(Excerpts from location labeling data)
=====
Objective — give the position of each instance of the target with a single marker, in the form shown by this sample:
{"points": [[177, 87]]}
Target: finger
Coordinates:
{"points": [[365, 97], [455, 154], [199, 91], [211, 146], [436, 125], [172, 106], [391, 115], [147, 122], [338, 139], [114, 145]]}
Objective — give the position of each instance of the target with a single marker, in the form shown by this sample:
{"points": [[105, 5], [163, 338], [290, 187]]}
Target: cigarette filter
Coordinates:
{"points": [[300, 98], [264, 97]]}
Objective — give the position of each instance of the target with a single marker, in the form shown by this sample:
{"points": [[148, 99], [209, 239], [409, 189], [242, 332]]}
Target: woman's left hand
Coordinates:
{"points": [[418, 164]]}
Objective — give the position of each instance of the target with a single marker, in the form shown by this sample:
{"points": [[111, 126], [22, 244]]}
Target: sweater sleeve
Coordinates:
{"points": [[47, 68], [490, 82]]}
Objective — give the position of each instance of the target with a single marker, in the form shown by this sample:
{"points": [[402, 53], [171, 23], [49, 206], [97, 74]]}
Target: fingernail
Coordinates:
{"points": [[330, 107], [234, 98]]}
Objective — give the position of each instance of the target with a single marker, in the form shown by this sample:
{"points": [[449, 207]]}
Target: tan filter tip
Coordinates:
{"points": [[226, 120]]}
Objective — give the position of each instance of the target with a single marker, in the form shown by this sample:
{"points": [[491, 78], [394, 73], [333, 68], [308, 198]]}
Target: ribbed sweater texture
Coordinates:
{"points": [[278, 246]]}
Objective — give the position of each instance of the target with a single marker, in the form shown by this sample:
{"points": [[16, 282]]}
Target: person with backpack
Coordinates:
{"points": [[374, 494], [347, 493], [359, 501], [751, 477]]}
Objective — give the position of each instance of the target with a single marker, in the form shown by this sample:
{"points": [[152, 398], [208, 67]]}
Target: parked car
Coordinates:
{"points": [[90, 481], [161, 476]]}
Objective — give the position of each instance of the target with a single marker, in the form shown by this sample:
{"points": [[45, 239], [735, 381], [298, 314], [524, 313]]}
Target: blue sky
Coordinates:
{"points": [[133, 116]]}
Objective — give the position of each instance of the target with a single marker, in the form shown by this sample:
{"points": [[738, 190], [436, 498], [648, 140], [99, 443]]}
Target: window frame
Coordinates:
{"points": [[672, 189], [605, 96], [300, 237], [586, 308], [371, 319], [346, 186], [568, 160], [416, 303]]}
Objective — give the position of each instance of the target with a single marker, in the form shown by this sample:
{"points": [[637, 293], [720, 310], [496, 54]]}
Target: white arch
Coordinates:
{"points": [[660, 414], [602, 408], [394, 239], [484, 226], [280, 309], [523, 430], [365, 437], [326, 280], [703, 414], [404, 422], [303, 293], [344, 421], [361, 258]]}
=====
## Required task
How many lines of the records contain the string "sweater"? Reply with the number alone.

## Output
2